# Goal of the exercise
Reproduce word for word the part of the article on the Sequim school graffiti starting at "Police leaders did" and ending at "day of school.".

-- begin Supplied passage --

The graffiti is “likely a student-based issue,” Nickels said.
While it’s unknown who painted the Sept. 4 threats, other vandalism and graffiti from over the summer were revealed to be made by middle school students, she added.
Det. Sgt. Darrell Nelson with Sequim Police Department said cameras on and near the vicinity didn’t catch anyone specifically from Sept. 4. Officers went door to door inquiring about any possible footage, he said.
(Law enforcement officials encouraged community members to provide any pertinent information; anonymous information can also be submitted through the superintendent’s office at 360-582-3260 or Sequim Police Department at 360-683-7227 or email@example.com).
Police leaders did not comment on the number of individuals potentially involved.
When discovered, police and school officials treated the graffiti as a high risk situation with as many as 12 law enforcement officers on school campuses on Sept. 7, the first day of school.
Nickels asked staffers to lock all outside doors, too.
The graffiti was later deemed low-risk due to a threat analysis tool, police said.
Both police and school officials said they have little fear the graffiti was a threat and more an act of vandalism.
Nickels said the safety committee is considering revised steps in preparation for students in emergencies, such as an active shooter.
School officials haven’t formally told children about the incident, she said, and instead focused on getting back into the school routine.
Sequim Police Chief Sheri Crain said the forum is “an opportunity to figure out where to go next” with safety.
She said police and school officials look to build off what they learned from an active short drill a few years ago.
Nickels said they believe they can put an end to the graffiti and hate crime issue and they need to “put our arms around these kids as a community.
“We need to give them something meaningful to do, to care about, to aspire to so they care about their community and the consequences of their actions and who it affects.”
Dozens of questions and topics were discussed at the safety forum, such as what actions are taken to address anti-minority rhetoric.
Nickels said they use the “Character Strong” curriculum, encourage being respectful of differences, and being kind.
“I’m proud of us as a community,” she said. “I will work to earn back trust. “
In a Sept. 16 email to families, Nickels wrote, “The hard work of school safety preparation, facilitation and response will continue in Sequim School District. I continue to be impressed and heartened by our community’s children that I personally greet and meet each day. Relationships are the foundation of the safest and most inspired organizations; every child deserves their school experience to be built upon a sense of belonging, respect, and connection. As evidenced at the Safety Forum, we have the community dedication and school board support for a comprehensive and successful approach to all things safety.”
A follow-up meeting is planned with a date to be determined.

-- end Supplied passage --
-- begin Dataset excerpts --

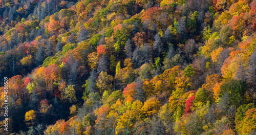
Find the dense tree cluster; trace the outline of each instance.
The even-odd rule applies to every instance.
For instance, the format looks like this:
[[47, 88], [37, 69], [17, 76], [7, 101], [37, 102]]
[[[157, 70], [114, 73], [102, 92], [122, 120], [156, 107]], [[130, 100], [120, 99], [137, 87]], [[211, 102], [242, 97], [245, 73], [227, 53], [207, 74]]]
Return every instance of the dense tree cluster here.
[[0, 0], [0, 134], [254, 134], [255, 32], [255, 0]]

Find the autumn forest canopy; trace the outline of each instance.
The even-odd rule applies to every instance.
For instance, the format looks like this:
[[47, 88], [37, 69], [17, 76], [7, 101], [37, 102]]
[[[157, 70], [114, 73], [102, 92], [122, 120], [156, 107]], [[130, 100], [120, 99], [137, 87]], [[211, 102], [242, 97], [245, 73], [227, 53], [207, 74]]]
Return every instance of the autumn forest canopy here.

-- end Dataset excerpts --

# Task output
Police leaders did not comment on the number of individuals potentially involved.
When discovered, police and school officials treated the graffiti as a high risk situation with as many as 12 law enforcement officers on school campuses on Sept. 7, the first day of school.